**To be done:** Transcribe the lines of the listing below exactly, from the line containing "For each instance of the green grass" up to and including the line containing "point(212, 35)". Give only those lines.

Records from a point labeling set
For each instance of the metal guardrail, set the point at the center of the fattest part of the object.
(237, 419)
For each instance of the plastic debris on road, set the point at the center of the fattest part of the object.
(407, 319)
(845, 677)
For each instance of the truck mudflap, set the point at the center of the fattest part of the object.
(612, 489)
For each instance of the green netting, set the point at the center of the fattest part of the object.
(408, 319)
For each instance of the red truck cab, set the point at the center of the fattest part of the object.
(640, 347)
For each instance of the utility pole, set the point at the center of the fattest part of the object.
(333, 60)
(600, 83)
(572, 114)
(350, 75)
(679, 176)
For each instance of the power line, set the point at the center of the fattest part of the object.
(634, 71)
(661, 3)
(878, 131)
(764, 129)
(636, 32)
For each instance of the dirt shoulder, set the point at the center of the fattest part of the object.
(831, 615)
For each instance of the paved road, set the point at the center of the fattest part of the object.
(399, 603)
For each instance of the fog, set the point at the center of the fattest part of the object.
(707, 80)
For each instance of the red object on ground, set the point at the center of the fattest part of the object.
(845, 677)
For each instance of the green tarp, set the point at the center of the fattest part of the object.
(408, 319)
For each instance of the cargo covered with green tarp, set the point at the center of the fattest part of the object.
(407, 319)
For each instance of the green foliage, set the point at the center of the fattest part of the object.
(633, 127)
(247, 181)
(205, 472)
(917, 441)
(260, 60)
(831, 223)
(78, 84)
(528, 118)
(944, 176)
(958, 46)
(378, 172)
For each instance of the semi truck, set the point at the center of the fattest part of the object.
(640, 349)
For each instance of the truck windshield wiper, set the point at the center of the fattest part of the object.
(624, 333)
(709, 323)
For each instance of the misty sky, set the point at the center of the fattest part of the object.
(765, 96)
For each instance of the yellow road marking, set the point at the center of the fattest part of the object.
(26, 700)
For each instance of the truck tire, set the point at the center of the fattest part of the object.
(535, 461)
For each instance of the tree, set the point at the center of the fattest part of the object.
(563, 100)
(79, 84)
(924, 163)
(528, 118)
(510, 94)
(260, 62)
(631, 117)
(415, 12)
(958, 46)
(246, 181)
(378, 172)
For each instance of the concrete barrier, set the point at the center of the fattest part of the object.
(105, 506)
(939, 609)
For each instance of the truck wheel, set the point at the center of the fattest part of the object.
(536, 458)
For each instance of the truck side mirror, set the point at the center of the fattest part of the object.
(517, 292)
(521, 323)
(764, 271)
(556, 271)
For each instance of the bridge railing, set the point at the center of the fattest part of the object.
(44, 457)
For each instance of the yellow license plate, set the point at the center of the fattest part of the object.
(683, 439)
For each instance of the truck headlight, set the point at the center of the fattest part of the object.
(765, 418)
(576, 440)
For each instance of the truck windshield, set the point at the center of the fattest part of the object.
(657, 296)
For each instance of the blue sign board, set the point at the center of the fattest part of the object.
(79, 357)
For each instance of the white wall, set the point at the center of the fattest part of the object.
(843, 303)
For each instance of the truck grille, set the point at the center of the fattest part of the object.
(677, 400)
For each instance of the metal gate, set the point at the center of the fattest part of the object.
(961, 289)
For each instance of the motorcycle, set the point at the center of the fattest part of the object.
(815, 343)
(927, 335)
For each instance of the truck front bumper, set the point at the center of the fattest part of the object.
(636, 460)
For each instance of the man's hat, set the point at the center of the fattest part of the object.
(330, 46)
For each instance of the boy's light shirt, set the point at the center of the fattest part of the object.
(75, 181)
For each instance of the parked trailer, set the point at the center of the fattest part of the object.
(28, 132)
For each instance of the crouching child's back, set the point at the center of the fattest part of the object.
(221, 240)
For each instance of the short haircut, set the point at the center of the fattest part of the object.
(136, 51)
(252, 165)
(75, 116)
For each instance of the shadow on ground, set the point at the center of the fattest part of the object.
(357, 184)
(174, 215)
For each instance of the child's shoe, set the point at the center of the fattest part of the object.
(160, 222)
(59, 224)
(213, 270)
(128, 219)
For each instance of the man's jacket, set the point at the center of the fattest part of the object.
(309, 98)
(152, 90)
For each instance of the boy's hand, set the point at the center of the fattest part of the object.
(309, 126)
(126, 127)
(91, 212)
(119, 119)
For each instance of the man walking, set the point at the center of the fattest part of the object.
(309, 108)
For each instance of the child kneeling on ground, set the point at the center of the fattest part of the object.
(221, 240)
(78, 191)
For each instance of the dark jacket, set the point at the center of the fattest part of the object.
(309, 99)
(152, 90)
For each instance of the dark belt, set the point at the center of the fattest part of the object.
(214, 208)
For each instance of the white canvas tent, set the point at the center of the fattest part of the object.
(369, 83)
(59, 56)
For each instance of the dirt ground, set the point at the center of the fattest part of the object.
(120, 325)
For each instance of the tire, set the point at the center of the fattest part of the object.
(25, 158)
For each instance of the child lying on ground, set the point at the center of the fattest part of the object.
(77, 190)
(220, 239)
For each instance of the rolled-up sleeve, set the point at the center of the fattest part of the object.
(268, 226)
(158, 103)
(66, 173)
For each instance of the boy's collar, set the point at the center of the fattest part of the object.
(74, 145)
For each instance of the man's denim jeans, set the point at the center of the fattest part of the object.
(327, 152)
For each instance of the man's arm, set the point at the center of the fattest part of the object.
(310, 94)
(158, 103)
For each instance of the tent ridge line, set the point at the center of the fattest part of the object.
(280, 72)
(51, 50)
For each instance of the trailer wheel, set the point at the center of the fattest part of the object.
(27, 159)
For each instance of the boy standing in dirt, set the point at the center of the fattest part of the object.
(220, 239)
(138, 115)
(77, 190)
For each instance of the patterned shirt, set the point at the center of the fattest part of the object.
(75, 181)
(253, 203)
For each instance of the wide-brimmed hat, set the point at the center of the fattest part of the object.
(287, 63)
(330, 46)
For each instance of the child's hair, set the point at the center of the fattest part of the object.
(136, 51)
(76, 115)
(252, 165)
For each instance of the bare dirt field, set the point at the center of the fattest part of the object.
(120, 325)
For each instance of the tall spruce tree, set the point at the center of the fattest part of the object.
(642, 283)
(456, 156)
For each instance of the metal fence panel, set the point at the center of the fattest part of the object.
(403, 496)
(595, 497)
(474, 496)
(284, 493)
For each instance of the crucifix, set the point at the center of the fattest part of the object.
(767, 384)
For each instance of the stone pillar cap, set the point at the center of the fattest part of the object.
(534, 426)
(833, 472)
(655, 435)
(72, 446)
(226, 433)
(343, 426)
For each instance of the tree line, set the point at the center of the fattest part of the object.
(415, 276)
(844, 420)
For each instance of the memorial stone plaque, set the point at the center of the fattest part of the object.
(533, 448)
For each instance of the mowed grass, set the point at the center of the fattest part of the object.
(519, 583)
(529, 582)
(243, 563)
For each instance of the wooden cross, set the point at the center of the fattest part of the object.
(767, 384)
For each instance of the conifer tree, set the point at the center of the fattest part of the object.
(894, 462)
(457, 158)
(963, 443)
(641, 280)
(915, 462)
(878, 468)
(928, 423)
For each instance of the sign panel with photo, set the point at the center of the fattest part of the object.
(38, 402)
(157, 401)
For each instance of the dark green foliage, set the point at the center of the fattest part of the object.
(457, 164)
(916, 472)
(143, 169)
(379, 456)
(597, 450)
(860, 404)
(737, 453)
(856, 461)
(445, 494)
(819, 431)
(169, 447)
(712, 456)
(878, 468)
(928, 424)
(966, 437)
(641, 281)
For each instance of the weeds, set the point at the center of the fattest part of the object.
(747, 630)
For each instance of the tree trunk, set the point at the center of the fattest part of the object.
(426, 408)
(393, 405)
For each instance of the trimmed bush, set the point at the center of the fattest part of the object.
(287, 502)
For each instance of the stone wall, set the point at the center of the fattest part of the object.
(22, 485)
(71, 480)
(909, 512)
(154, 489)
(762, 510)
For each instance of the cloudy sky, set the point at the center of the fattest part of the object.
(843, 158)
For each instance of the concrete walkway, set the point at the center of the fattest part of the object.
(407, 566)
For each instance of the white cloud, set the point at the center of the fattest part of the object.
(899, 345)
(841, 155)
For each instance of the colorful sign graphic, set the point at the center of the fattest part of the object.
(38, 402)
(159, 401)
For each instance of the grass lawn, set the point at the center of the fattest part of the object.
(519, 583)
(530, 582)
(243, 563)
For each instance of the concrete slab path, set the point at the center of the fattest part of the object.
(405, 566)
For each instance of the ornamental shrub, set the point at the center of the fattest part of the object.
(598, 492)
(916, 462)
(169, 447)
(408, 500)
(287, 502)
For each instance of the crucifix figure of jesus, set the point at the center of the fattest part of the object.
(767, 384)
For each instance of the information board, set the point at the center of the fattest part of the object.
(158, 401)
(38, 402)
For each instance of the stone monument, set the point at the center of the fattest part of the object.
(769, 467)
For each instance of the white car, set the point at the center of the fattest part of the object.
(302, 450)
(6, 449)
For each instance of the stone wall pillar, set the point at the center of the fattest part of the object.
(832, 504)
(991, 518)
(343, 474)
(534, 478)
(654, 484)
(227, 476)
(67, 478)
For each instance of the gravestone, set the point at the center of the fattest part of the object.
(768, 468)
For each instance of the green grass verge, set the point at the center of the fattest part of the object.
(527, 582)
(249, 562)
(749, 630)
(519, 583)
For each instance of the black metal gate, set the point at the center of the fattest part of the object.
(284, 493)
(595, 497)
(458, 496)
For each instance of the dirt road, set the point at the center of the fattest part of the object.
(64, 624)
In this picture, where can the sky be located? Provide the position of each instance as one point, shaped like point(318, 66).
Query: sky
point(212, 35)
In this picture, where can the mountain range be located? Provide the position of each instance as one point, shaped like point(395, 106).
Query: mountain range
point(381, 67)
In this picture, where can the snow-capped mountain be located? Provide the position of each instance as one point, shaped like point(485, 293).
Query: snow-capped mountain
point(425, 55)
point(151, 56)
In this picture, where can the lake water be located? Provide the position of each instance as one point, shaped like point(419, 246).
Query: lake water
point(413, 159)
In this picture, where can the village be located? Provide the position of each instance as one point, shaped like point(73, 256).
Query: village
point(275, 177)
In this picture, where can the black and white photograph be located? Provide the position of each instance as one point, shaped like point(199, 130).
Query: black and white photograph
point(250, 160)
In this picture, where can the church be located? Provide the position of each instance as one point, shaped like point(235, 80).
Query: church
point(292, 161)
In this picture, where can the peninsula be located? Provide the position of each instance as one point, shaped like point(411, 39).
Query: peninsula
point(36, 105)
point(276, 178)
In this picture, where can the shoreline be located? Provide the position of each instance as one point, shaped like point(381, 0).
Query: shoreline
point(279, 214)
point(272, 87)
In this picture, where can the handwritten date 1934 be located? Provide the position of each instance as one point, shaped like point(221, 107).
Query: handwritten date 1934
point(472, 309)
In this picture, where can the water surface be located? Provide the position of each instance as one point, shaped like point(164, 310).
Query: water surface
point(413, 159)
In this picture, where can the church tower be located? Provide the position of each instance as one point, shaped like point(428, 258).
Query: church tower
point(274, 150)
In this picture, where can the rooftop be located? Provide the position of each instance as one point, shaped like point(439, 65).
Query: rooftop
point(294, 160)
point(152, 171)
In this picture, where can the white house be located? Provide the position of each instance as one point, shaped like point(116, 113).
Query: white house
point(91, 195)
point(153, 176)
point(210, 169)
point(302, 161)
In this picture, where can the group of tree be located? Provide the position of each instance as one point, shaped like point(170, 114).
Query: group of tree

**Expected answer:**
For each instance of the green grass verge, set the point at the center of the fattest part of the object.
(527, 582)
(249, 562)
(749, 630)
(519, 583)
For each instance of the black metal gate, set the point at the center of the fattest part of the object.
(284, 493)
(595, 497)
(458, 496)
For each instance of the dirt road, set the point at the center of the fattest part of the object.
(64, 624)
In this picture, where can the sky be located? Provide the position of each instance as one point, shaped like point(318, 66).
Query: sky
point(212, 35)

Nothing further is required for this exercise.